[Start of Attachment]

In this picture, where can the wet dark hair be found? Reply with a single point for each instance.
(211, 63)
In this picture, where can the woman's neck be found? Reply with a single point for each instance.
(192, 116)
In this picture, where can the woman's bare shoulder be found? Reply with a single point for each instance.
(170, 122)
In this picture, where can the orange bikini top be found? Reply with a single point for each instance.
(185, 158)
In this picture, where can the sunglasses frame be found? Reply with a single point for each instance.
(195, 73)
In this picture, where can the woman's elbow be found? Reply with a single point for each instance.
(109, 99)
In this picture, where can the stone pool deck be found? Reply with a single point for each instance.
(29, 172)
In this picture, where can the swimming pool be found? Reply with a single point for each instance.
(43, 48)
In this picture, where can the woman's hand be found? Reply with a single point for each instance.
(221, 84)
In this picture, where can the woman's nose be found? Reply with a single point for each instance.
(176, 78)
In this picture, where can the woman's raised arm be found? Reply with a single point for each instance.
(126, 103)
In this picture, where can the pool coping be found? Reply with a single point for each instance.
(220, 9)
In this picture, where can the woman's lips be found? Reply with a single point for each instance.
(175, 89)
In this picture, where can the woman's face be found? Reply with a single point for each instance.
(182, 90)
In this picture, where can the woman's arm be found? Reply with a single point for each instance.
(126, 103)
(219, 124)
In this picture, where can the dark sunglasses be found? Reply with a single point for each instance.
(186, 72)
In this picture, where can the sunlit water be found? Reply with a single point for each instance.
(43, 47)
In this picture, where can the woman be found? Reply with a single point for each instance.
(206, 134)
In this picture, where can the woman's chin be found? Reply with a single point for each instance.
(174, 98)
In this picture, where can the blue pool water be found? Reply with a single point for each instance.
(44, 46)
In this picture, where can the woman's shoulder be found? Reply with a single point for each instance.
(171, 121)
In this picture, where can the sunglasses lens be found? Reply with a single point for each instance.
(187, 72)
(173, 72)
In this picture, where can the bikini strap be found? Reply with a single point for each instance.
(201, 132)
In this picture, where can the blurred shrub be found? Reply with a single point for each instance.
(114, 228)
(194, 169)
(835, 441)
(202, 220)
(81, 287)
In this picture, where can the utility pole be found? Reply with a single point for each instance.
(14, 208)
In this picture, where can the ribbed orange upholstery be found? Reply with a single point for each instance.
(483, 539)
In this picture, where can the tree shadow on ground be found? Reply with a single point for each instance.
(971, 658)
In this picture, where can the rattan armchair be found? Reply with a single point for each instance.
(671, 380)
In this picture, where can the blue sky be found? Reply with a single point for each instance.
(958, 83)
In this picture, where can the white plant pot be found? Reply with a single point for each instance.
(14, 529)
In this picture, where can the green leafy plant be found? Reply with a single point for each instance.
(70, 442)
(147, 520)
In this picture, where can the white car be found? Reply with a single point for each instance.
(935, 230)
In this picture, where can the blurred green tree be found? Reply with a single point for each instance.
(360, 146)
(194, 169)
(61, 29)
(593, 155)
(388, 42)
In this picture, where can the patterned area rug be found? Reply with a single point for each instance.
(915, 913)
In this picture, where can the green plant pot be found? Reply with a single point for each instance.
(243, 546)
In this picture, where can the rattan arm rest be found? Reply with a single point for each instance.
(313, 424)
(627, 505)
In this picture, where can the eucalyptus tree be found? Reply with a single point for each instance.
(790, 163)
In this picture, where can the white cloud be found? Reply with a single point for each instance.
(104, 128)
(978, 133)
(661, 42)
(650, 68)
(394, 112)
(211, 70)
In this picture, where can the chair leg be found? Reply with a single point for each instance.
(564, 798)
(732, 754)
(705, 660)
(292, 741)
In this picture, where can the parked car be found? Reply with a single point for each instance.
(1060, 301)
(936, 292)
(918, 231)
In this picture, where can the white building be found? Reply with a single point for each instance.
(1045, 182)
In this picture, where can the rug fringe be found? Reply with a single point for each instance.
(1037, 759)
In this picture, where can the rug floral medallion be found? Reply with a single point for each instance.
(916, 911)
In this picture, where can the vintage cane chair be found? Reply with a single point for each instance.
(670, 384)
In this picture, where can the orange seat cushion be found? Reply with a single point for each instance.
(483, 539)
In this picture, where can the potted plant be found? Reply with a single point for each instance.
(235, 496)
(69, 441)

[End of Attachment]

:: REQUIRED WORK ::
Transcribe exactly, starting at the line with "In this picture, where can the parked" and continuing through the last line of the data above; leave out all earlier lines.

:: RESPONSE AREA ::
In this picture, where can the parked car be found? Reply with a single point for each instance.
(1060, 301)
(936, 292)
(918, 231)
In this picture, where can the white building be found? Reply with a single point for each instance.
(1045, 182)
In this picture, where can the rug fringe be found? Reply with a single point for each instance.
(1037, 759)
In this picture, where can the rug floral medallion be found? Reply with a single point for each instance.
(916, 911)
In this picture, where can the vintage cane chair be found? Reply with a single point for each instance.
(670, 384)
In this picture, where can the orange seat cushion be found? Reply with a single point for each instance.
(483, 539)
In this picture, where can the potted plant be found? Reply with a single point for each instance.
(235, 496)
(69, 441)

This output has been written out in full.